# Problem requirements
Pick out every line in the rows below that contains the word "hair", and copy each one.

[Point annotation dataset rows]
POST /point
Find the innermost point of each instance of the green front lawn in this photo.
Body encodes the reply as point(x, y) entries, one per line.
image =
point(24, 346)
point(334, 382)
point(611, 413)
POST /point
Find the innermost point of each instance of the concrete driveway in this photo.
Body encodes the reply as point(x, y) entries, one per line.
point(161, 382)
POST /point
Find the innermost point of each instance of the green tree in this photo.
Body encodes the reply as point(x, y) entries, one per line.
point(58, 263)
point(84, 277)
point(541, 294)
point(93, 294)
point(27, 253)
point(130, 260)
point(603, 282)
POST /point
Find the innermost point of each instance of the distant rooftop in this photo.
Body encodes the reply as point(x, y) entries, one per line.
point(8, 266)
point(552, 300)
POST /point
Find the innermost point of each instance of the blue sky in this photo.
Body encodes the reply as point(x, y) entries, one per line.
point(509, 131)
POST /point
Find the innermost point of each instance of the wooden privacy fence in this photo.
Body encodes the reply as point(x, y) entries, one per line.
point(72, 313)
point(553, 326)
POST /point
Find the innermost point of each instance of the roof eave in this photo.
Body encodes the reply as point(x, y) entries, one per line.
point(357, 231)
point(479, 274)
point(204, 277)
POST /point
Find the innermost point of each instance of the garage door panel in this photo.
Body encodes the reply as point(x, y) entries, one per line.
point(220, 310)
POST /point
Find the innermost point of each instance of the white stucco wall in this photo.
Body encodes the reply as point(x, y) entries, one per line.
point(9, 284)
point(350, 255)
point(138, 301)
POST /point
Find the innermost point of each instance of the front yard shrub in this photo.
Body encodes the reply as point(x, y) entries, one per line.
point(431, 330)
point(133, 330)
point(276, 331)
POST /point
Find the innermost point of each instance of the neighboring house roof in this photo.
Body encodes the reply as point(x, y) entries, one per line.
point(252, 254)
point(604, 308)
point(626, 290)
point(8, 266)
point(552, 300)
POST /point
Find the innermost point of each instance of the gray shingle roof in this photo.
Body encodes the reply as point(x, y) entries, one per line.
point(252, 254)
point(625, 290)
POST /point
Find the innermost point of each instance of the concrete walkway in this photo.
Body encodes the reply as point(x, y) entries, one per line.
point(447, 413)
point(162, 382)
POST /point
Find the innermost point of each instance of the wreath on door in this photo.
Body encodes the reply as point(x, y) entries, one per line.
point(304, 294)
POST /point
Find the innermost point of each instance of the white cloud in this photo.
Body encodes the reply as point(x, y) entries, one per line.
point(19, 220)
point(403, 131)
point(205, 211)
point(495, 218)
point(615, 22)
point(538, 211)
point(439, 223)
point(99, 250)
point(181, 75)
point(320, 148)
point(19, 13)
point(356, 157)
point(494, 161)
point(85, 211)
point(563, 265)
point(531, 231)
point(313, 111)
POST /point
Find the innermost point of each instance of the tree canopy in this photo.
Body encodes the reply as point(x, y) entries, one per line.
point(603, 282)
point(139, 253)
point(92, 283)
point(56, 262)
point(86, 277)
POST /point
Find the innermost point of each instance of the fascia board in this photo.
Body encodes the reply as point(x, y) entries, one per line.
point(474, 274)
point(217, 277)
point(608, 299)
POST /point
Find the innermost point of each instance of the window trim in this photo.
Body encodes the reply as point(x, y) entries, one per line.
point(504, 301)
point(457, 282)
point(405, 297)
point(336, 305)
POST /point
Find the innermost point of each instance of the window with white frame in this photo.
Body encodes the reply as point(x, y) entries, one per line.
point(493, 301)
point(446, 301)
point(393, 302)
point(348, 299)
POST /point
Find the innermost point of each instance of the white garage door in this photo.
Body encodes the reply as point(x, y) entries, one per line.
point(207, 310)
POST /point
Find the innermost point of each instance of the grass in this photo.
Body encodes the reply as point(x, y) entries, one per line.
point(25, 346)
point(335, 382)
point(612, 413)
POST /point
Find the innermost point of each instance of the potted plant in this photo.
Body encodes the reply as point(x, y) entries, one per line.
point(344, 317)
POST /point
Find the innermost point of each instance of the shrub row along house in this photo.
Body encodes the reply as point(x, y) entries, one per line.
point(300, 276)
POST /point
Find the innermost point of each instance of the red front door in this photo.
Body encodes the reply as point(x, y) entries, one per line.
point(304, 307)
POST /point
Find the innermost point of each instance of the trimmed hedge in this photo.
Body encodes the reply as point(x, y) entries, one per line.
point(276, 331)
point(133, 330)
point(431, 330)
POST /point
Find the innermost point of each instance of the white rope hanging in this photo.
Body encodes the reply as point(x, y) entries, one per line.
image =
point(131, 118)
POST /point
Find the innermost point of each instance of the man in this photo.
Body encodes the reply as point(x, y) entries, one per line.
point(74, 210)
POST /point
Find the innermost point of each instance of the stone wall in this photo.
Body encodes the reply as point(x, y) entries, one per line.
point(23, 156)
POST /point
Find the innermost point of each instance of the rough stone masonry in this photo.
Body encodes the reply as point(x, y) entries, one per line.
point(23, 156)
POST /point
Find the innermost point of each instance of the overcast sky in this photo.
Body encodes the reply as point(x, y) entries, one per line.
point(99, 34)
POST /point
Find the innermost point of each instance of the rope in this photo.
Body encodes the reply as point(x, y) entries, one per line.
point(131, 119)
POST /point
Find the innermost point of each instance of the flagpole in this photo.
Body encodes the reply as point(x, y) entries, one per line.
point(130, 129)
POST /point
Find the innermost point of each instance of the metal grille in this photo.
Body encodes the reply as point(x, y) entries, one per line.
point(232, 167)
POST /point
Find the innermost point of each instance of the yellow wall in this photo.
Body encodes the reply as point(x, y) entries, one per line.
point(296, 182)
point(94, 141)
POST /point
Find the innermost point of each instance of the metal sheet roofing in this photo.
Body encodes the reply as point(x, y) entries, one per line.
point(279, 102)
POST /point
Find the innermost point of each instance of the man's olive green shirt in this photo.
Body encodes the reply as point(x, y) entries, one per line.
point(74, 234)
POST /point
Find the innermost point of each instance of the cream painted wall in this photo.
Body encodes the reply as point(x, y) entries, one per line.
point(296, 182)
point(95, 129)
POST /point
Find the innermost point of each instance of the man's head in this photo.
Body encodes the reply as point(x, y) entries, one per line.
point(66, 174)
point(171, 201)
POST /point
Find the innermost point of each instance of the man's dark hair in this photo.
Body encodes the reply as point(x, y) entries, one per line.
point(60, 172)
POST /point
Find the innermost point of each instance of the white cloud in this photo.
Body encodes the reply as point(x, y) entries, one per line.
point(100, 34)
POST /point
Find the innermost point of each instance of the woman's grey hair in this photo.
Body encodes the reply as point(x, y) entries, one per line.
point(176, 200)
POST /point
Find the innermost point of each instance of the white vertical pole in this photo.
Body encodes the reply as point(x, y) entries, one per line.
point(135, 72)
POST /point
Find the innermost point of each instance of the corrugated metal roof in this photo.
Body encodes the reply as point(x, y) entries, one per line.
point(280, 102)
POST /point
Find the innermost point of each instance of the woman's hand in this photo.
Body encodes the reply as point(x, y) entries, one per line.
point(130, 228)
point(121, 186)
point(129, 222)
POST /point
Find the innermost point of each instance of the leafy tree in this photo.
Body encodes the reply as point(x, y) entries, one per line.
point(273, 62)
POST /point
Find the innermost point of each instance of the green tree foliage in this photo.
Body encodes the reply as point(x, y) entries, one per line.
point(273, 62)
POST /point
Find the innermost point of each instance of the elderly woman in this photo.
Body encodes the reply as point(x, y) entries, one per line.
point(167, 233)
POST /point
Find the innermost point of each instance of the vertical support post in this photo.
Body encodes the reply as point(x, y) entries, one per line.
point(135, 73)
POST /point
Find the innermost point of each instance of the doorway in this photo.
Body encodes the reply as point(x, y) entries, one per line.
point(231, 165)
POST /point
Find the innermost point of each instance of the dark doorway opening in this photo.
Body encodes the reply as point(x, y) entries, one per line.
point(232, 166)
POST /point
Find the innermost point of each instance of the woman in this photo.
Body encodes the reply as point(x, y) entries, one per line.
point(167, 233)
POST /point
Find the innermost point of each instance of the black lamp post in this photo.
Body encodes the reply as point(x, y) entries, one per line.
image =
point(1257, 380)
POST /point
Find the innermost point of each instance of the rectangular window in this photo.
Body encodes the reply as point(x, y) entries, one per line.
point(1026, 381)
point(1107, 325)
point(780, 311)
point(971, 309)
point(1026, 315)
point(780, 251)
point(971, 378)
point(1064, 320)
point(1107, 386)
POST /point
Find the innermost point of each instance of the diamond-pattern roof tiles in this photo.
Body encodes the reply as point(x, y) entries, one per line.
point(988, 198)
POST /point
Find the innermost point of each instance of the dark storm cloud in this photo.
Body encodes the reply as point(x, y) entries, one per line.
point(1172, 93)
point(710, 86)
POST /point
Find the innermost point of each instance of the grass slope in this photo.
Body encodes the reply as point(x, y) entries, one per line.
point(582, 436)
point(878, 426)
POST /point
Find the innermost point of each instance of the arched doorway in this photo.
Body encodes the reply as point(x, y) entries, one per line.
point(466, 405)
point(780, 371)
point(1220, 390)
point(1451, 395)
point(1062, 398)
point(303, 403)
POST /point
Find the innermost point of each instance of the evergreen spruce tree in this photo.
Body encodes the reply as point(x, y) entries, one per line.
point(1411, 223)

# Written reply
Find the innermost point of each instance of the man's dark hair in this photo.
Find the innermost point of each instance of the woman's grey hair in this photo.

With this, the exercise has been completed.